-------- Quoted passage --------
PhD thesis: residue-residue contact prediction

3.6 Discussion

It is not feasible to evaluate the full likelihood of the Potts model for proteins of typical length due to the complexity of the normalization constant. The most popular approach for protein contact prediction to get around this problem is to optimize the pseudo-likelihood instead. However, it is unknown how well the pseudo-likelihood solution approximates the full likelihood solution in case protein families have only few members. In this chapter I tested an alternative approach to infer the Potts model parameters, called contrastive divergence (CD). It optimizes the full likelihood of the Potts model by approximating the gradient with short Gibbs chains. However, a benchamrk on a large test set showed that the predictive performance of CD does not improve over pseudo-likelihood with respect to the precision of top ranked contact predictions (see Figure 3.22). CD achieved minor improvements for small protein families, however this improvement could be traced back to amplified signals between strongly conserved residue pairs.
--------
Task set:
**1.** Answer from the contrastive divergence discussion:
(a) What does the most popular approach for protein contact prediction optimize instead of the full likelihood?
(b) What does contrastive divergence use to approximate the gradient?
(c) To what were the minor improvements of contrastive divergence for small protein families traced back?
**2.** Resume the contrastive divergence discussion, starting after its last sentence.
The items are unrelated to the contrastive divergence discussion and have no role here.
-------- Provided material --------
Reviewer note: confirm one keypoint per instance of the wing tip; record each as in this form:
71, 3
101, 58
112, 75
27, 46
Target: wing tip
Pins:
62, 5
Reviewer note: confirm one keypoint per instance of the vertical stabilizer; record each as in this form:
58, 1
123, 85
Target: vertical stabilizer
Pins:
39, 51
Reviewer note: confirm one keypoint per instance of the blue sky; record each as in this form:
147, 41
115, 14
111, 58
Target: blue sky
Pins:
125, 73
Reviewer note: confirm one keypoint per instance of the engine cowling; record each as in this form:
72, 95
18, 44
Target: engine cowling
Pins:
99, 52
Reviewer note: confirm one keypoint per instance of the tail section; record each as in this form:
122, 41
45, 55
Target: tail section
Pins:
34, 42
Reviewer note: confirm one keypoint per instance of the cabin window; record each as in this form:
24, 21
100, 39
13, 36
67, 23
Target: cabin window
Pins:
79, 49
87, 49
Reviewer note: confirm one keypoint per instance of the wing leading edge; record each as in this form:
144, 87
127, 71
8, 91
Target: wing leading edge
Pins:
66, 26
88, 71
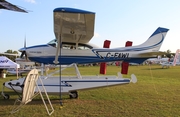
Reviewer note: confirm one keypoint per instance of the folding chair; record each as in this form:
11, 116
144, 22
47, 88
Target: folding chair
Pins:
28, 92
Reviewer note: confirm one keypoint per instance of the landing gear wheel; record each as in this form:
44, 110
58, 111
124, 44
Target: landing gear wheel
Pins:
73, 95
6, 96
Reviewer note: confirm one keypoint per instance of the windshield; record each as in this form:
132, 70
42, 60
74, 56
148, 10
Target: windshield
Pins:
53, 43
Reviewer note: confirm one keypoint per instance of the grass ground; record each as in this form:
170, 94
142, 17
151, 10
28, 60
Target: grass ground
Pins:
156, 94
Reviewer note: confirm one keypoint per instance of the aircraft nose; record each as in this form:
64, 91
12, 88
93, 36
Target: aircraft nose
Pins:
22, 49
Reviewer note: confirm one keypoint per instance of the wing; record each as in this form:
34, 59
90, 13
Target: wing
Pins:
152, 53
6, 5
74, 25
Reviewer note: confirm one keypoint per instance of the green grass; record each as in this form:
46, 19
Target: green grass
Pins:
156, 94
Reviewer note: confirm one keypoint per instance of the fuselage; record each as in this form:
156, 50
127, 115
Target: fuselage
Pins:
79, 53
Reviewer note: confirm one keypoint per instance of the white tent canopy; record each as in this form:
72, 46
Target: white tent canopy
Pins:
6, 63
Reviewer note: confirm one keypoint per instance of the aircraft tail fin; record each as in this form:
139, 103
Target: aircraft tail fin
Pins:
154, 42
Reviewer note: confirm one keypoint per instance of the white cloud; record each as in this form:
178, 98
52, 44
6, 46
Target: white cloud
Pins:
31, 1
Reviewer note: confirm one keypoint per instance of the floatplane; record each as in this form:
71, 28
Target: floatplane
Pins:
73, 29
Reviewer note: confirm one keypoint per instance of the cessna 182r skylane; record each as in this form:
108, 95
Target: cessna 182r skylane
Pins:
73, 29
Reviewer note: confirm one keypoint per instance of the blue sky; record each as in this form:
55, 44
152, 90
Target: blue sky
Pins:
116, 20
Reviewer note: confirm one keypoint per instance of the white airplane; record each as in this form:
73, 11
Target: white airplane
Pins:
73, 30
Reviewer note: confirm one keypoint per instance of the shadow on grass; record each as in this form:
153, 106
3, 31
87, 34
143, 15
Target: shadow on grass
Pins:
155, 69
37, 100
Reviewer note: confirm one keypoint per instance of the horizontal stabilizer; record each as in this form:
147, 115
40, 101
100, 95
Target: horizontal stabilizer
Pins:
74, 25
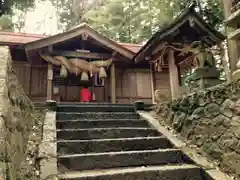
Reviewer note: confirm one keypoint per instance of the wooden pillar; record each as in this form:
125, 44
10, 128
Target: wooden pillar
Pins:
153, 82
232, 44
174, 75
49, 81
113, 84
30, 81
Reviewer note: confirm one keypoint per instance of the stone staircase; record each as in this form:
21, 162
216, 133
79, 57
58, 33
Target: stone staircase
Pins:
111, 142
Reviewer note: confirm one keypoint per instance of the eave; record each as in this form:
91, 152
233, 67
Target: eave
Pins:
82, 29
186, 16
233, 19
235, 35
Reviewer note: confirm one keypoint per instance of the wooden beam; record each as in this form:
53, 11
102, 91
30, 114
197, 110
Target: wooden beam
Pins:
49, 81
174, 75
232, 45
83, 54
153, 82
113, 84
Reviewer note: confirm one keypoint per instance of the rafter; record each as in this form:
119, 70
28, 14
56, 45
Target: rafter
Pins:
83, 54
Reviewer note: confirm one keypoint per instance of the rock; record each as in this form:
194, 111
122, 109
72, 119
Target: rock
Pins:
228, 142
236, 131
221, 120
178, 121
197, 113
212, 149
211, 110
231, 162
226, 108
235, 122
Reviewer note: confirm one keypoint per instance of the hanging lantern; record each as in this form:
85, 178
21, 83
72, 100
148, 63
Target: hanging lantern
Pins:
102, 73
63, 71
84, 76
159, 68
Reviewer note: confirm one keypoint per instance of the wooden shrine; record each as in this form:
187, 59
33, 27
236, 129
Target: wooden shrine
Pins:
180, 47
56, 67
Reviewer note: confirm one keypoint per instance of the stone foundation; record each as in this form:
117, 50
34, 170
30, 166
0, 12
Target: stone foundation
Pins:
209, 120
18, 119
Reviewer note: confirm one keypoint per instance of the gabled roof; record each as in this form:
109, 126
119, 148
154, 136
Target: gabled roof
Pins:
13, 38
81, 29
197, 24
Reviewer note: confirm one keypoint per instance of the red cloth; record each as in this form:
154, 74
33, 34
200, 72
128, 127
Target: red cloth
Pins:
85, 95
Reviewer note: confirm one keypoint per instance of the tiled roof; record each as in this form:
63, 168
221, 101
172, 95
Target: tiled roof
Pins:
11, 38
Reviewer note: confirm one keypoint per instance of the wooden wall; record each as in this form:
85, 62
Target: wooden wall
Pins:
163, 83
33, 78
131, 84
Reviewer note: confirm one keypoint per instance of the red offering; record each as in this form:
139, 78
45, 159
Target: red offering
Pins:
85, 95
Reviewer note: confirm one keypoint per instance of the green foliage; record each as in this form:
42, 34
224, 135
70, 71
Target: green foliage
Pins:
6, 23
136, 20
7, 5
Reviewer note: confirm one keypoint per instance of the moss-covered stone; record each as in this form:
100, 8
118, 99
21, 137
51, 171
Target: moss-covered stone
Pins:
209, 119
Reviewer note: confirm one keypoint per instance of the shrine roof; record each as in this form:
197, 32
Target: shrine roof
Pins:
15, 38
187, 28
83, 29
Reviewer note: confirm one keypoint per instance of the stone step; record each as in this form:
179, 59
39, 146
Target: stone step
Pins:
95, 108
105, 133
99, 115
169, 172
85, 124
78, 162
112, 145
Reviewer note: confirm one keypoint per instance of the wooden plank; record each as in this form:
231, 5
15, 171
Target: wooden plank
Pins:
--------
Answers per task:
**1.**
(a) The pseudo-likelihood.
(b) Short Gibbs chains.
(c) Amplified signals between strongly conserved residue pairs.

**2.**
I elaborated in detail on the hyperparameter optimization for the stochastic gradient descent optimizer and the CD model itself. Eventhough the adaptive learning rate optimizer ADAM did not improve performance over plain stochastic gradient descent, it is still likely that appropriate modifications to the optimization procedure, e.g. averaging [204], might be beneficial for particular variants of CD. As dicussed in section 3.2.1, the convergence criterion is a crucial aspect for optimization, not only affecting runtime but it can also prevent overfitting. It might be worth to assess the convergence properties with more sophisticated convergence metrics, like the EB-criterion proposed by Mahsereci et al. [202], instead of using the L2 norm of the coupling parameters, \(||\w||_2\).

Against expectations, the best performance with respect to the precision of the top ranked contacts was obtained by using the most simple variant of the contrastive divergence algorithm, CD-1. With CD-1, sequence samples are generated according to the current state of the model by evolving Gibbs chains, that have been initialized at data samples, for only one full step. Interestingly, better gradient estimates were obtained by running more Gibbs chains in parallel (see section 3.3.2), but did not carry over to better predictive performance. It is possible that the improved gradient helps to finetune the parameters. Finetuning would only have a negligible effect on the contact score, computed as the APC corrected Frobenius norm of the couplings, and the ovaral ranking of residue pairs.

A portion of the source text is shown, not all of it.